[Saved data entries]
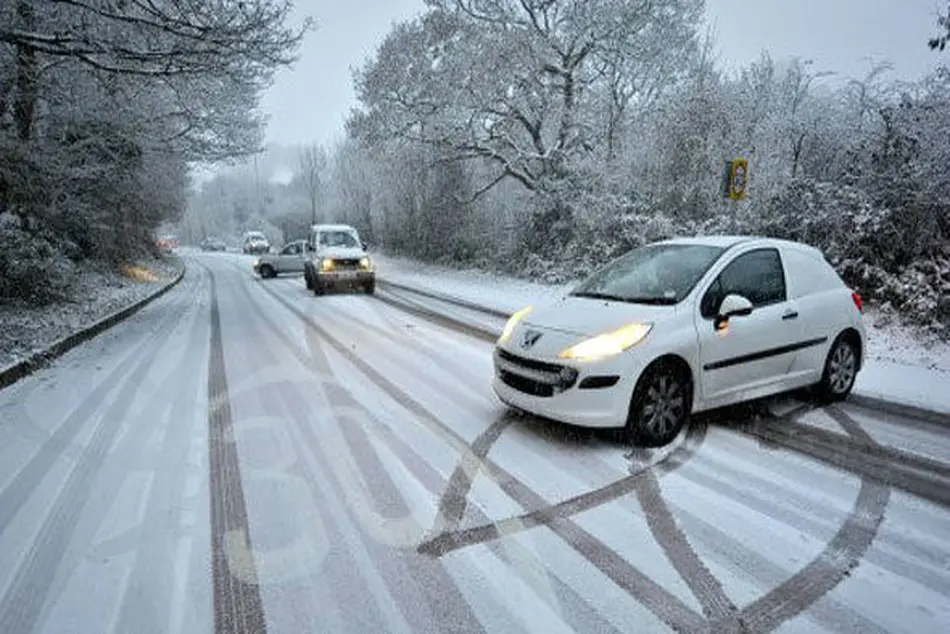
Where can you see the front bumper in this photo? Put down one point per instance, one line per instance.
(588, 395)
(338, 277)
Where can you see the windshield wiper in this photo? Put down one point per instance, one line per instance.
(654, 301)
(605, 296)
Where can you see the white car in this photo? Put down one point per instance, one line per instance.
(337, 258)
(290, 259)
(682, 326)
(255, 242)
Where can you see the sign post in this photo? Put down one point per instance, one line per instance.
(736, 179)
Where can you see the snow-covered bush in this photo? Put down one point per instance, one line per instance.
(32, 267)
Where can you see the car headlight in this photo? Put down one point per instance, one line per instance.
(607, 344)
(512, 322)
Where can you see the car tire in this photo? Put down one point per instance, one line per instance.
(840, 371)
(660, 406)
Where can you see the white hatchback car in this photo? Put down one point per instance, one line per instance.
(682, 326)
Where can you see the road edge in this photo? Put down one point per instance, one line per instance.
(39, 359)
(898, 408)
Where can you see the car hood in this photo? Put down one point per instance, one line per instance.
(587, 317)
(341, 253)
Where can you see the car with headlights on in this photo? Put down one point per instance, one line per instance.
(255, 243)
(338, 259)
(682, 326)
(290, 259)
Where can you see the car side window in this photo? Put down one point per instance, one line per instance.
(757, 275)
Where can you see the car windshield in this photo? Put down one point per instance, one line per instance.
(654, 274)
(341, 238)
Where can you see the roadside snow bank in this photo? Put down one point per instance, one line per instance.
(96, 293)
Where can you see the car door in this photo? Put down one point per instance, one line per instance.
(299, 257)
(748, 356)
(287, 257)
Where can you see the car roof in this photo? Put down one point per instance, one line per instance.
(333, 228)
(729, 241)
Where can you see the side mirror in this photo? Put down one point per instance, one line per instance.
(735, 306)
(732, 306)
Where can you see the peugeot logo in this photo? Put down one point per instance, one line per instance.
(529, 338)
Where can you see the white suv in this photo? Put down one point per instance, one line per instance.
(255, 242)
(682, 326)
(337, 258)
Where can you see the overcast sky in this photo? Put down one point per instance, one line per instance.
(310, 102)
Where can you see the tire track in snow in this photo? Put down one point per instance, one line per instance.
(666, 606)
(834, 563)
(22, 604)
(237, 600)
(424, 590)
(432, 582)
(60, 441)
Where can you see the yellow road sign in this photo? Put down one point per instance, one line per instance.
(738, 179)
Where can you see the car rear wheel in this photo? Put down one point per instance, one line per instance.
(841, 370)
(660, 407)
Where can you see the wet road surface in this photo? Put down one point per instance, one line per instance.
(241, 456)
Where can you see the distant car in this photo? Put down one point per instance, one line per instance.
(213, 244)
(255, 242)
(681, 326)
(338, 259)
(167, 243)
(290, 259)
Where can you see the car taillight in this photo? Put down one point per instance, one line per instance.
(858, 302)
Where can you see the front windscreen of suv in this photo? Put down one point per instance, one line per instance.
(338, 238)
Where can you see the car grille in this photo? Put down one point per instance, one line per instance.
(348, 264)
(536, 378)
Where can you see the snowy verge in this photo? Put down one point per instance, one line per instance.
(901, 369)
(100, 298)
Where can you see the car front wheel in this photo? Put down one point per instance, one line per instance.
(840, 372)
(660, 406)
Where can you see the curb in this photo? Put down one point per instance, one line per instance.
(22, 369)
(900, 409)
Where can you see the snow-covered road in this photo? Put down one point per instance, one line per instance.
(242, 456)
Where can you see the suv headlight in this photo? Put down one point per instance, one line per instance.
(608, 344)
(512, 322)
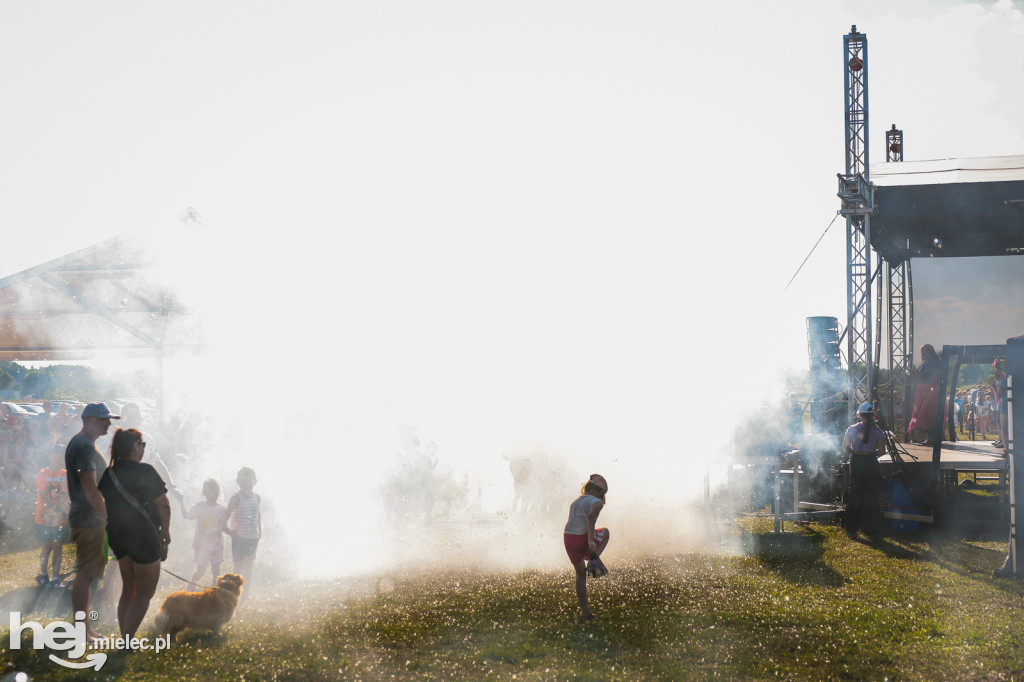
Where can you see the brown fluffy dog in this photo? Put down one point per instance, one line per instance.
(208, 609)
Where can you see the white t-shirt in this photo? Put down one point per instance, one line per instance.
(854, 439)
(577, 525)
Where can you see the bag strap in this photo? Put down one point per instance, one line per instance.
(132, 501)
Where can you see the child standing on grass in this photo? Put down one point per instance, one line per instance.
(244, 523)
(582, 539)
(52, 504)
(210, 516)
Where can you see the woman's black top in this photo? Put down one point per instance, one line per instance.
(127, 531)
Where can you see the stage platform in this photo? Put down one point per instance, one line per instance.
(960, 456)
(978, 458)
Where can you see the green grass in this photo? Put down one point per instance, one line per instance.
(808, 604)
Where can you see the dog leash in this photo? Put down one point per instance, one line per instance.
(184, 580)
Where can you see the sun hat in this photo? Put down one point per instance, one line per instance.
(99, 411)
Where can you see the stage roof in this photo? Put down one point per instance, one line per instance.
(97, 301)
(948, 208)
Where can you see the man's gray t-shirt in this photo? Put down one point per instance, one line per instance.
(82, 455)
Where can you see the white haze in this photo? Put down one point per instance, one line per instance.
(551, 225)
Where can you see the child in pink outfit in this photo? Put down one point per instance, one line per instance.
(210, 517)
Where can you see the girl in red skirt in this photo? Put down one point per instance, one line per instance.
(583, 540)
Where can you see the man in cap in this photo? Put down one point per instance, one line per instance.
(864, 442)
(87, 516)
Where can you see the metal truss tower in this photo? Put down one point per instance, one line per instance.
(899, 304)
(857, 195)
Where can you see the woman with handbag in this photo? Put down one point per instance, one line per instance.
(138, 515)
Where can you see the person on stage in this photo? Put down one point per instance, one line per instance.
(926, 400)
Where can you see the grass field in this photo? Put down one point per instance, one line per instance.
(807, 604)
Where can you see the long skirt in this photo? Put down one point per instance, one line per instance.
(926, 402)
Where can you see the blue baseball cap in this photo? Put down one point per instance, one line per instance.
(99, 411)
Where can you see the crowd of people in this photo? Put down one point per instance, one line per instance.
(119, 506)
(977, 411)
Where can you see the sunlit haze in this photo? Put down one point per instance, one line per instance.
(495, 223)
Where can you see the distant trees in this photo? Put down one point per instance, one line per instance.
(54, 381)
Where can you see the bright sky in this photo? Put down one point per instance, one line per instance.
(496, 220)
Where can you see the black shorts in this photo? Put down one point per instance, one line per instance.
(141, 548)
(244, 548)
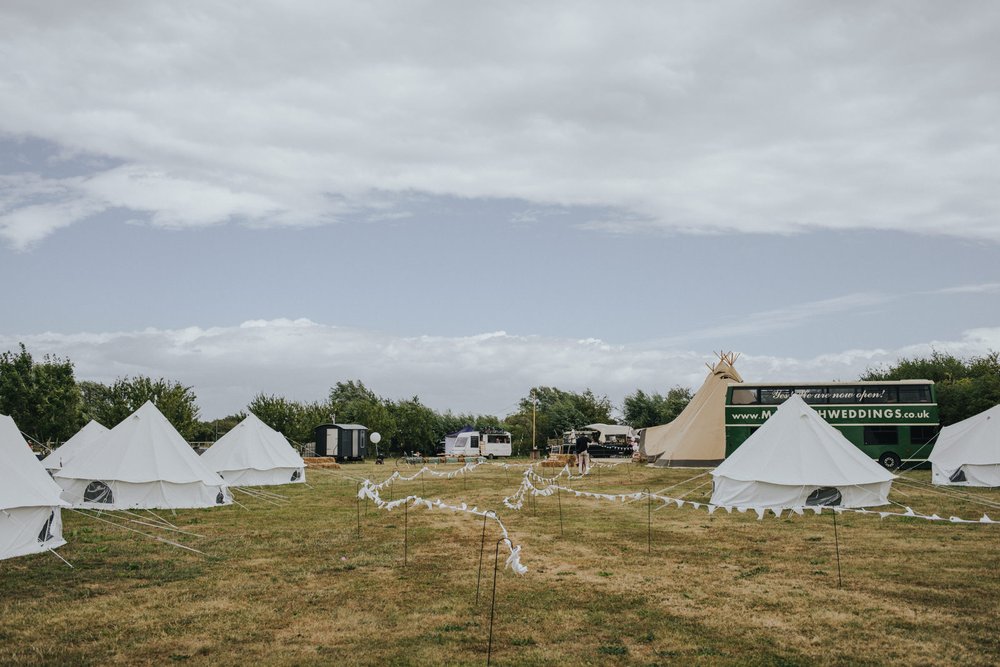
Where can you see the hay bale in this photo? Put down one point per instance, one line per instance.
(320, 462)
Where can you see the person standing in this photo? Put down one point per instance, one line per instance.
(583, 454)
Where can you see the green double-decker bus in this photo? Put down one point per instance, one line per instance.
(893, 422)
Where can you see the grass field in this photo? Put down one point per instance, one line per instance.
(294, 584)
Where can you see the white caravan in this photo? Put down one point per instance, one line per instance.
(491, 444)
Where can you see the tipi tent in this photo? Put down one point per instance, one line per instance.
(143, 462)
(30, 520)
(697, 437)
(72, 447)
(254, 454)
(968, 453)
(796, 459)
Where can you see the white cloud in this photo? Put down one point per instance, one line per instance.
(485, 373)
(693, 117)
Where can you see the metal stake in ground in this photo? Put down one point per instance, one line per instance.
(493, 602)
(649, 521)
(836, 539)
(559, 498)
(482, 546)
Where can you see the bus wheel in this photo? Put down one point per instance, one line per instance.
(889, 460)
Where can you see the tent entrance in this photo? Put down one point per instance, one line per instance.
(46, 533)
(825, 496)
(98, 492)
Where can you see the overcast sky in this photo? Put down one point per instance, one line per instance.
(462, 200)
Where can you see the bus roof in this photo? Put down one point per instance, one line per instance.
(856, 383)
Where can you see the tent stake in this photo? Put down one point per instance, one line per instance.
(836, 539)
(482, 546)
(493, 602)
(649, 521)
(559, 499)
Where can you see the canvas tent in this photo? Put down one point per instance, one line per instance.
(968, 453)
(797, 459)
(72, 447)
(697, 437)
(143, 462)
(254, 454)
(30, 519)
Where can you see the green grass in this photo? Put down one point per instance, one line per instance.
(295, 584)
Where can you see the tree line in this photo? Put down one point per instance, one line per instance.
(49, 405)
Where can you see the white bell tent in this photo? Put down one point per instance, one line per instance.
(254, 454)
(968, 453)
(72, 447)
(30, 519)
(796, 459)
(142, 463)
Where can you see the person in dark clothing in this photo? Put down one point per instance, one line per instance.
(582, 454)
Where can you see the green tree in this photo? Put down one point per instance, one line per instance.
(417, 426)
(277, 412)
(42, 397)
(557, 411)
(110, 404)
(212, 430)
(354, 403)
(296, 421)
(642, 410)
(965, 387)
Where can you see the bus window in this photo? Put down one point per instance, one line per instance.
(920, 393)
(744, 397)
(877, 395)
(842, 395)
(881, 435)
(922, 435)
(813, 395)
(774, 396)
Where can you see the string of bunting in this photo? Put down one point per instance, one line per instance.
(464, 470)
(515, 502)
(371, 491)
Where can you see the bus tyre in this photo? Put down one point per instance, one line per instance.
(889, 460)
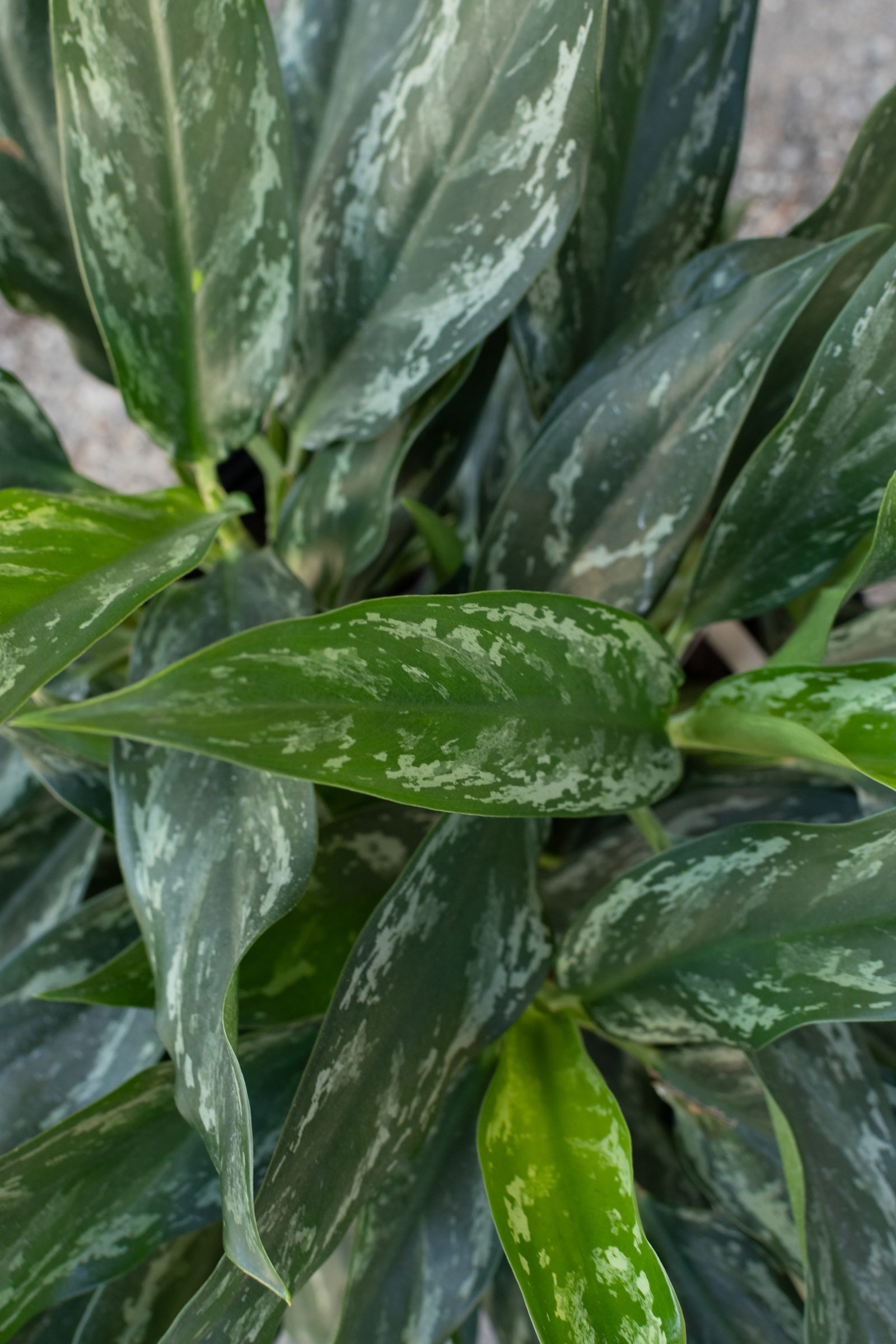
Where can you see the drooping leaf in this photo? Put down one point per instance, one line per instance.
(74, 568)
(821, 474)
(613, 488)
(425, 1248)
(743, 936)
(672, 93)
(444, 967)
(510, 704)
(491, 112)
(95, 1197)
(731, 1291)
(557, 1160)
(234, 850)
(183, 205)
(829, 1093)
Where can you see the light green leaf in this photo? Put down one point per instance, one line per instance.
(841, 717)
(425, 1248)
(74, 568)
(829, 1092)
(672, 93)
(491, 113)
(557, 1160)
(237, 847)
(92, 1198)
(446, 963)
(743, 936)
(821, 474)
(497, 704)
(730, 1289)
(183, 205)
(38, 264)
(608, 498)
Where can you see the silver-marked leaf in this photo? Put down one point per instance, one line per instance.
(612, 491)
(557, 1160)
(92, 1198)
(843, 717)
(38, 264)
(74, 568)
(425, 1248)
(829, 1094)
(743, 936)
(234, 848)
(496, 704)
(672, 93)
(821, 474)
(183, 205)
(442, 968)
(489, 109)
(731, 1291)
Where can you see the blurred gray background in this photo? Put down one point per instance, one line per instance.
(819, 69)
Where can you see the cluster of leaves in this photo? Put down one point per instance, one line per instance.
(334, 902)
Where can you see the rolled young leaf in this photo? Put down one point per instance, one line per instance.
(496, 704)
(234, 850)
(448, 962)
(743, 936)
(183, 206)
(557, 1160)
(74, 568)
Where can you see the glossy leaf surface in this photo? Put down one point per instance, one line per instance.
(183, 207)
(76, 568)
(627, 472)
(557, 1160)
(444, 967)
(743, 936)
(92, 1198)
(493, 703)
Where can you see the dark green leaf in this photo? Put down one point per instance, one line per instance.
(74, 568)
(557, 1160)
(95, 1197)
(743, 936)
(491, 115)
(672, 92)
(183, 205)
(446, 963)
(627, 472)
(829, 1096)
(512, 706)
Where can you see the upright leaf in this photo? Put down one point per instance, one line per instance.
(512, 706)
(828, 1089)
(74, 568)
(183, 205)
(489, 109)
(743, 936)
(234, 848)
(557, 1160)
(672, 95)
(448, 962)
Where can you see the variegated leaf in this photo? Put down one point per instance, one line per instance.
(74, 568)
(743, 936)
(557, 1160)
(178, 160)
(613, 488)
(92, 1198)
(489, 108)
(672, 93)
(833, 1108)
(235, 847)
(511, 704)
(452, 956)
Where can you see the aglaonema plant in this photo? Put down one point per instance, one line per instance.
(409, 929)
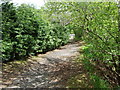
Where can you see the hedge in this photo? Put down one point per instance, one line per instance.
(25, 32)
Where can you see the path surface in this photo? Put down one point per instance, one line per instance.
(48, 70)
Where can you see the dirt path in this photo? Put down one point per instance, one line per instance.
(52, 69)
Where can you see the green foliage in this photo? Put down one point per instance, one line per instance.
(26, 33)
(98, 82)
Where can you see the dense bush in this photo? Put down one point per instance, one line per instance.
(25, 33)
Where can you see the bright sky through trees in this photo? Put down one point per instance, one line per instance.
(36, 3)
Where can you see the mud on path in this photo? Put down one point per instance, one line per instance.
(52, 69)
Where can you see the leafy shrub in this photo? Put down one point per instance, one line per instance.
(25, 33)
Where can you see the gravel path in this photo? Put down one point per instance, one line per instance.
(48, 70)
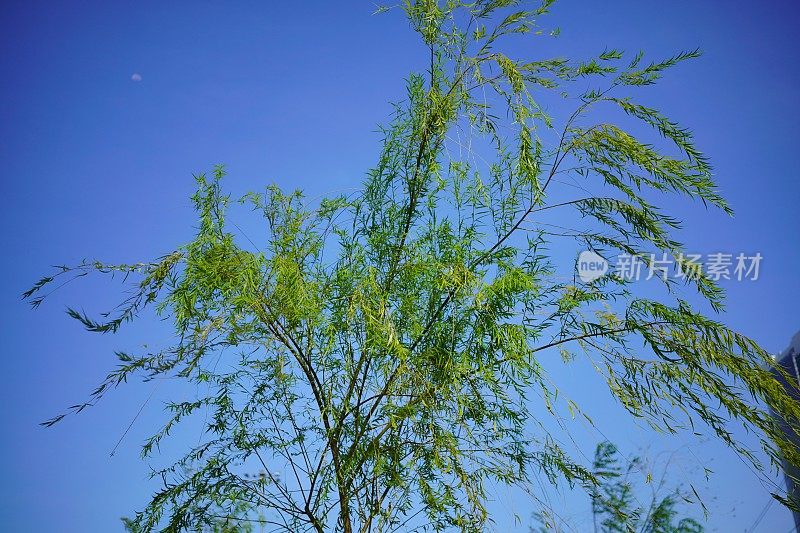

Your assignment: Keep out the pictures, and copy exactly the lines from the one that contains "Where can you see the green foliage" through the final line of the records above, both ends included.

Answer for this exercise:
Where can you see the green foliage in this photo? Put down one point per instance, one line per instance.
(26, 33)
(98, 82)
Where can you see the dense bush in this photo? Put down one point per instance, one line per instance.
(25, 33)
Where can you see the bright sky through trees in this photo? Put down one point per instance, one line per instance.
(36, 3)
Where can you see the mud on path in this photo? Put down one point per instance, one line per instance.
(52, 69)
Where can you see the leafy shrub in this photo? Put down one point per instance, one line per instance.
(25, 33)
Where can you see the gravel path in this photo? Put down one point per instance, one line per instance.
(48, 70)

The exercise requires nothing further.